▶ [About this exercise] What is needed is an exact printout of all the data.

▶ [Exercise input]

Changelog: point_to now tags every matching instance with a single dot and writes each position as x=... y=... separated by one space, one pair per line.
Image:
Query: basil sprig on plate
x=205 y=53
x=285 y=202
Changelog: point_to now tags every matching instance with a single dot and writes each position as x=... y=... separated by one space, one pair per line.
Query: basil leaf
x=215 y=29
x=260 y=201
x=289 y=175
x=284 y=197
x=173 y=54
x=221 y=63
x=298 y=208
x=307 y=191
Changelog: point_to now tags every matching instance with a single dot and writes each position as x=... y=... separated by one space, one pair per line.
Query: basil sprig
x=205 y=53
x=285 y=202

▶ [Output below]
Changelog: point_to now tags every matching instance with a single dot and writes each position as x=... y=... separated by one space, one pair per line.
Image:
Query: basil sprig on plate
x=205 y=53
x=285 y=202
Changelog: point_to now tags every matching instance with a single dot and writes each position as x=... y=... separated by one space, one pair per line.
Query: basil leaf
x=215 y=29
x=260 y=201
x=289 y=175
x=284 y=197
x=173 y=54
x=221 y=63
x=298 y=208
x=307 y=191
Changelog: point_to now tags every matching instance with a single dot and writes each position as x=... y=... separated by one space, one pair per line.
Query: basil sprig
x=205 y=53
x=285 y=202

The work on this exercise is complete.